======== Document
Lightweight Tasks using Generators and Yield-From
This is an essay about using generators, together with the new yield from construct available in Python 3.3, to implement lightweight cooperatively-scheduled threads. I will use the term task to refer to such threads, to distinguish them from OS-supported threads and processes.
Here I will develop a very simple scheduler for such tasks, to
illustrate the principles involved. I'll be introducing small snippets
of code, some of which are core parts of the scheduler and some of
which are usage examples. To help distinguish between them, I'll use a
colour code: orange for library code, blue for application examples, and green for example output.
Core of the Scheduler
Each task will be a generator. Whenever a task wants to suspend itself, it will yield. We won't make any use of values sent or received by yields; they will simply be suspension points.
We'll start with a global variable to hold the currently running task.
current = None
We'll also want a queue of tasks that are waiting to run.
ready_list = []
The first thing we'll want is a way of getting a task into the scheduling system.
def schedule(g):
ready_list.append(g)
The core loop of the scheduler will repeatedly take the task at the head of the queue and run it until it yields.
def run():
global current
while ready_list:
g = ready_list[0]
current = g
try:
g.next()
except StopIteration:
unschedule(g)
else:
expire_timeslice(g)
If the task is still at the head of the ready list after it has
yielded, we move it to the end, so that the ready tasks will run
round-robin fashion.
def expire_timeslice(g):
if ready_list and ready_list[0] is g:
del ready_list[0]
ready_list.append(g)
When the task finishes, we use the following function to remove it from the scheduling system.
def unschedule(g):
if g in ready_list:
ready_list.remove(g)
We've got enough so far to try a simple test.
def person(name, count):
for i in range(count):
print name, "running"
yield
schedule(person("John", 2))
schedule(person("Michael", 3))
schedule(person("Terry", 4))
run()
Running this, we get
John running
Michael running
Terry running
John running
Michael running
Terry running
Michael running
Terry running
Terry running
Waiting for Resources
Things get more interesting when our tasks do something non-trivial.
Let's turn our people into dining philosophers. For this we'll need a
way to represent forks (the eating kind, not the unix kind) and a way
for a task to wait for one to become available.
But before launching into that, let's add two more functions to our scheduler that will come in useful.
def block(queue):
queue.append(current)
unschedule(current)
================
Problems >>
**a)** Transcribe the passage of the scheduler essay that begins at the words "We'll start with"; stop after "until it yields.".
**b)** Answer these about the scheduler essay:
(i) Which Python version is given for the new yield from construct?
(ii) What color is used for library code?
(iii) What variable name holds the queue of tasks waiting to run?
Work only from the scheduler essay.
======== Supplied records
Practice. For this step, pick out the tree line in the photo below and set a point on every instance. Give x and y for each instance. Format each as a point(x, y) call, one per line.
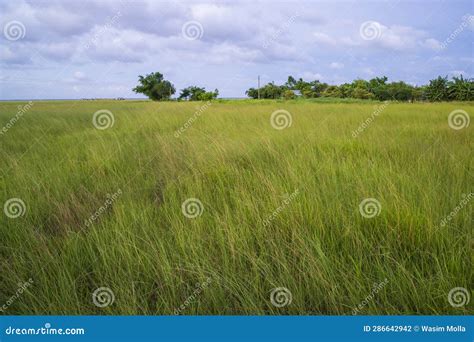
point(155, 87)
point(378, 88)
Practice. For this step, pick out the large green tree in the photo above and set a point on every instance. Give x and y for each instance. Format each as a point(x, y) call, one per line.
point(155, 87)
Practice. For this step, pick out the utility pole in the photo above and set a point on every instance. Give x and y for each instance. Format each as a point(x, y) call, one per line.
point(258, 89)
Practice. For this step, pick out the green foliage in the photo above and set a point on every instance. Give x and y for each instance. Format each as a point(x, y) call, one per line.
point(155, 87)
point(289, 94)
point(378, 88)
point(317, 245)
point(194, 93)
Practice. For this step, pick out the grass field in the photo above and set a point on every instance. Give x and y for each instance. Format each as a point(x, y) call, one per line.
point(275, 208)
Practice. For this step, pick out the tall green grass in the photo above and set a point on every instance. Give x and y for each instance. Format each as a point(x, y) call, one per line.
point(317, 244)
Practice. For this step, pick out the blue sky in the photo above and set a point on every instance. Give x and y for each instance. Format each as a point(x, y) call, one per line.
point(86, 49)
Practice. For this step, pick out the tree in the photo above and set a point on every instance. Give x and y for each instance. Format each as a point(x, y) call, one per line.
point(289, 94)
point(461, 89)
point(332, 91)
point(437, 90)
point(194, 93)
point(155, 87)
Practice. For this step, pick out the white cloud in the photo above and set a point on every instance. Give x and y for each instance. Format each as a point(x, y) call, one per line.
point(323, 38)
point(433, 44)
point(336, 65)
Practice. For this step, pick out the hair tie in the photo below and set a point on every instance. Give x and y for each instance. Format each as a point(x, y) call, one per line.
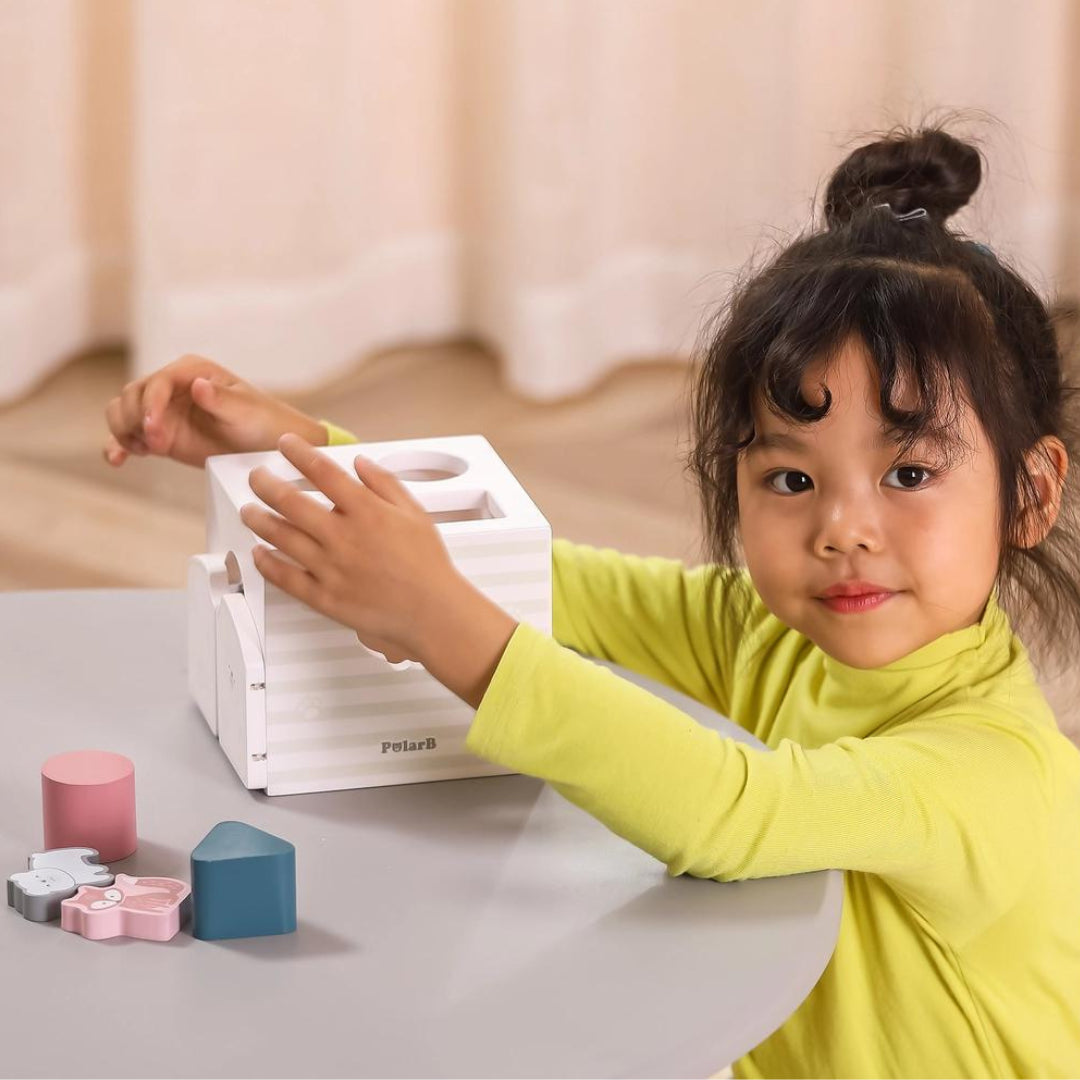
point(909, 216)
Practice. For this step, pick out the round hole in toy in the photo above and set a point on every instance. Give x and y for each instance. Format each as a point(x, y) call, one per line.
point(423, 464)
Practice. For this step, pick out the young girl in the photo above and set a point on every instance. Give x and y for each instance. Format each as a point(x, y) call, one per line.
point(881, 440)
================
Per-task outputs >>
**a)**
We'll start with a global variable to hold the currently running task.
current = None
We'll also want a queue of tasks that are waiting to run.
ready_list = []
The first thing we'll want is a way of getting a task into the scheduling system.
def schedule(g):
ready_list.append(g)
The core loop of the scheduler will repeatedly take the task at the head of the queue and run it until it yields.

**b)**
(i) Python 3.3
(ii) Orange
(iii) ready_list